§ STATED TASK
Rewrite the part of the entries that opens with the line containing "Tag the dry" and closes with the line containing "<point>1164,249</point>" as a Markdown table with the columns Number and Record line, one row per line and blank lines omitted.
# start of RECORDS PROVIDED
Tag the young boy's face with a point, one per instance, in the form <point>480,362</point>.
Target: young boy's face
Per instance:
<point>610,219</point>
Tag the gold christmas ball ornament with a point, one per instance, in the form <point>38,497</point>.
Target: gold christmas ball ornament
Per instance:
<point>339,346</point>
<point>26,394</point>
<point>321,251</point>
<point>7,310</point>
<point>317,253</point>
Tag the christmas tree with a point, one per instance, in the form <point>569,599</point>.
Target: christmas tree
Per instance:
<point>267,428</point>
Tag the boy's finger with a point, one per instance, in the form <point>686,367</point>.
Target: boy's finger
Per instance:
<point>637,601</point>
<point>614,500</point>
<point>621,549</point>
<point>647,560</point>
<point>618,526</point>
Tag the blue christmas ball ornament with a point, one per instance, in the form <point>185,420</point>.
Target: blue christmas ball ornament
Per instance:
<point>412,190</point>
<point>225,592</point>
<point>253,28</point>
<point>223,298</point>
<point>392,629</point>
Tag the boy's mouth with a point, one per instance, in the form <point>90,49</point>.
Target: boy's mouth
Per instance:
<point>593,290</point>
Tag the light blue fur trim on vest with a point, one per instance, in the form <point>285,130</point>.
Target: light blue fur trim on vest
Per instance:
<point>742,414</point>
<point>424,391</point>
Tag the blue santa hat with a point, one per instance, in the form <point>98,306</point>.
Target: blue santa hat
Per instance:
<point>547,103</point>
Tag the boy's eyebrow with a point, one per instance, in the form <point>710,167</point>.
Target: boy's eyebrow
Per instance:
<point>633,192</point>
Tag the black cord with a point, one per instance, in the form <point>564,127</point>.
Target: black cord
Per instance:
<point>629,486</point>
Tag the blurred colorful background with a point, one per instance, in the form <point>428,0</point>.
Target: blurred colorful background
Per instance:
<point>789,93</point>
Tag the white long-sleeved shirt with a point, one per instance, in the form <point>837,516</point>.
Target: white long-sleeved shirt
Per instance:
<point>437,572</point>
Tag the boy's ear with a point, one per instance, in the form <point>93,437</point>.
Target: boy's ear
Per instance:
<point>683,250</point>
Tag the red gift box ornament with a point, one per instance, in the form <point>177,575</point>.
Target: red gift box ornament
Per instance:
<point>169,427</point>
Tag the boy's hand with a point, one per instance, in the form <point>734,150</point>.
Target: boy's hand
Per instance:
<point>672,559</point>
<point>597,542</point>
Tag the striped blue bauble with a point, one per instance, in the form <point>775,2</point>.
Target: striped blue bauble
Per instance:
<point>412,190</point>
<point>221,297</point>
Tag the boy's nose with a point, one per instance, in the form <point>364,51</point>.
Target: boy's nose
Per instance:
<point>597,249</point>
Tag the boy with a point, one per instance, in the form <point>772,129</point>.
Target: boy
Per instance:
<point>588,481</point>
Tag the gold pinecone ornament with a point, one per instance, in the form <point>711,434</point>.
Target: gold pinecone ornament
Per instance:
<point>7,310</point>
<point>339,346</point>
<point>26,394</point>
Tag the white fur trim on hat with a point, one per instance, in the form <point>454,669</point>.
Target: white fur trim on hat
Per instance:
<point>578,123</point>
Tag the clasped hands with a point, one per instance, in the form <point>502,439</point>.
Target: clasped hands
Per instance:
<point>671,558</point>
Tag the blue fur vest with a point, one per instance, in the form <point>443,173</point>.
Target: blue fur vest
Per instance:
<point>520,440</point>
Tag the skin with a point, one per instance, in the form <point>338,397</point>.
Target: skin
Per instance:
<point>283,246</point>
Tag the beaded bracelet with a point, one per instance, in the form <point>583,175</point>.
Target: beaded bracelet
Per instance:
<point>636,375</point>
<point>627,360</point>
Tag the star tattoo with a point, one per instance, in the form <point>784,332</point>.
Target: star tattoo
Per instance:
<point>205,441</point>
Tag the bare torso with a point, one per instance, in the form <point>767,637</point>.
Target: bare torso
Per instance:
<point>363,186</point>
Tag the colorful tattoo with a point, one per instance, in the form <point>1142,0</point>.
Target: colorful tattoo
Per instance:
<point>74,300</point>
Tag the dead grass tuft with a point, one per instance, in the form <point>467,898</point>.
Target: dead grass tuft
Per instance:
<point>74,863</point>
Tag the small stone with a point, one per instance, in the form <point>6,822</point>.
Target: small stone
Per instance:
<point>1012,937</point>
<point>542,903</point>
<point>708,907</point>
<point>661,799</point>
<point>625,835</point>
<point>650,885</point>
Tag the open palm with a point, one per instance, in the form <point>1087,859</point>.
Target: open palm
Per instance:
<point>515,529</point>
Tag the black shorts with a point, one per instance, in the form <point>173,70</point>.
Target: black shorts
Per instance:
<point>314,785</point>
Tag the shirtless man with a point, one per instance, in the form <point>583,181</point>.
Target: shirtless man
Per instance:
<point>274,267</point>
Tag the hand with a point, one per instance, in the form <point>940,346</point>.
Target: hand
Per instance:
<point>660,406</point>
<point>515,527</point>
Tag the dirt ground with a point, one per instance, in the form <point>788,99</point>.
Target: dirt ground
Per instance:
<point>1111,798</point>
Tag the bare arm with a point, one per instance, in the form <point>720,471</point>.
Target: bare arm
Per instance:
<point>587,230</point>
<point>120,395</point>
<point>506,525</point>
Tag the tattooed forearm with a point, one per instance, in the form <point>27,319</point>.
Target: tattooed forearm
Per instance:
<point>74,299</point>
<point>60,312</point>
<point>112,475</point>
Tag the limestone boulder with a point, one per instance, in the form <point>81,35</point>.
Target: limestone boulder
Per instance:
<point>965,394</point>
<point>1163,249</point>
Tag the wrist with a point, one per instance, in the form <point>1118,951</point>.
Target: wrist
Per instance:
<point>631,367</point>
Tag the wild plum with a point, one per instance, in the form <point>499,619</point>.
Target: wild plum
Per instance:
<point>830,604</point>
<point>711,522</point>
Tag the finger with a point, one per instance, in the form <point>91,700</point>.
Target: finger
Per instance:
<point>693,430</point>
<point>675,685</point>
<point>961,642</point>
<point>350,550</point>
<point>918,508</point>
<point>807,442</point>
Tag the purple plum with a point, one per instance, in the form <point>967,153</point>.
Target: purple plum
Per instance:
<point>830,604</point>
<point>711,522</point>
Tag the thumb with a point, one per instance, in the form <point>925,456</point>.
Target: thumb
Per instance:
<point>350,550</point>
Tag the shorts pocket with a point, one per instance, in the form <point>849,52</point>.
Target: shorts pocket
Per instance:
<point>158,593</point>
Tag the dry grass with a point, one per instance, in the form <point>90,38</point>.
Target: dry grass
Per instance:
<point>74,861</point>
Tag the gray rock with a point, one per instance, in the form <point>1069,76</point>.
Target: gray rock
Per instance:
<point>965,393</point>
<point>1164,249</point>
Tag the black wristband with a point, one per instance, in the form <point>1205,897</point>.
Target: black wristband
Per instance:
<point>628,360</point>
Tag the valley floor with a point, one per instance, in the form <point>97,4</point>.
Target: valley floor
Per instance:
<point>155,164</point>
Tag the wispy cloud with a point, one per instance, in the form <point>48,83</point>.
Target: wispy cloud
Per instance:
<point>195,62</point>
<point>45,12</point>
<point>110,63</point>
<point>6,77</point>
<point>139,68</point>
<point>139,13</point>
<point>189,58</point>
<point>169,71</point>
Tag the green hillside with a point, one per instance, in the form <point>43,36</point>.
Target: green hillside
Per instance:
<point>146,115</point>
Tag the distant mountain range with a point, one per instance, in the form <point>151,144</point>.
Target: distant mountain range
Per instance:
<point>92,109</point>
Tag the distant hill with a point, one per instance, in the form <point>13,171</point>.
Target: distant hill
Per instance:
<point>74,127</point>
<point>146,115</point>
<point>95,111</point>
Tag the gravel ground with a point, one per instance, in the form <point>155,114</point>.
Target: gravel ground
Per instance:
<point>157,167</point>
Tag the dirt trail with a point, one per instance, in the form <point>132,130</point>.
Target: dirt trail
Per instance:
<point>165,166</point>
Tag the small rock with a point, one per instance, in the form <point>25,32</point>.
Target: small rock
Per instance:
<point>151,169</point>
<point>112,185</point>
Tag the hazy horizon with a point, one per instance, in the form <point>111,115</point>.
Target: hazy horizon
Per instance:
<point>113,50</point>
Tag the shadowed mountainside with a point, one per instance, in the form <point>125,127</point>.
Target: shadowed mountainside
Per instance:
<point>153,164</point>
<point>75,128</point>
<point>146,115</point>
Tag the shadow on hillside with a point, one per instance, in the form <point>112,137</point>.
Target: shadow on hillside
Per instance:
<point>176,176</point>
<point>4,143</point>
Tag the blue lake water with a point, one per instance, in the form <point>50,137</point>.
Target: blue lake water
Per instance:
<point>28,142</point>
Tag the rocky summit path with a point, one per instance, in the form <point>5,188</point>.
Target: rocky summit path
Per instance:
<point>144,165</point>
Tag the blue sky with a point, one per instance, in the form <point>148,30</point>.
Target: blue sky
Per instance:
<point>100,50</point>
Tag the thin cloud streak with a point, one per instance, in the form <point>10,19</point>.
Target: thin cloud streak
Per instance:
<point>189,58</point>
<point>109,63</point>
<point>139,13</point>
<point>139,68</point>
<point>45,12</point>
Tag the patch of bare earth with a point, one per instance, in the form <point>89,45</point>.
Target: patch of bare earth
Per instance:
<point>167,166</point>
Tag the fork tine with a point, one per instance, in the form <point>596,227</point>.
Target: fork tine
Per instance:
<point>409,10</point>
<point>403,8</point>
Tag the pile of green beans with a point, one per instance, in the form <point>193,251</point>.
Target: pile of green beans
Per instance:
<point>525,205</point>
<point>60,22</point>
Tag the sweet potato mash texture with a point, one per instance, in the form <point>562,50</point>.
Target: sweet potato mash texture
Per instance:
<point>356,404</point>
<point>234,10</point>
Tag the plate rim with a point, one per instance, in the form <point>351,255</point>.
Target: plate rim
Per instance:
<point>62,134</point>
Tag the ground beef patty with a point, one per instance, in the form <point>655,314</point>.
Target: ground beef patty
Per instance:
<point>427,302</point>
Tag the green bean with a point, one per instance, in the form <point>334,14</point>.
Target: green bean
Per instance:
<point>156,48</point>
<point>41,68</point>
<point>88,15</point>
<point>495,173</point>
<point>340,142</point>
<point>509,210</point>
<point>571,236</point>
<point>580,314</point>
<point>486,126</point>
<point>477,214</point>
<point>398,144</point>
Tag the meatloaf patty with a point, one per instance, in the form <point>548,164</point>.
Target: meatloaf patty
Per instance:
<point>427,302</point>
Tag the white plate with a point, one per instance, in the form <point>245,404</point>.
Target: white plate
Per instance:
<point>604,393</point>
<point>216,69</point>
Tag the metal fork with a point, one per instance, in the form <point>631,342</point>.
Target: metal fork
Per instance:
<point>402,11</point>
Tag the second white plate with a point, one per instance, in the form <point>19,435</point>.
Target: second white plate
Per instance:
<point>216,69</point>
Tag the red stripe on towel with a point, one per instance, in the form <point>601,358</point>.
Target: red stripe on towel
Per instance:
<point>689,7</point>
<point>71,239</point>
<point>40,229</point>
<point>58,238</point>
# end of RECORDS PROVIDED
§ REPLY
| Number | Record line |
|---|---|
| 1 | Tag the dry grass with a point, one per instance, in the form <point>90,38</point>. |
| 2 | Target: dry grass |
| 3 | Per instance: |
| 4 | <point>74,861</point> |
| 5 | Tag the gray rock with a point, one per instance, in the form <point>1069,76</point>. |
| 6 | Target: gray rock |
| 7 | Per instance: |
| 8 | <point>965,393</point> |
| 9 | <point>1164,249</point> |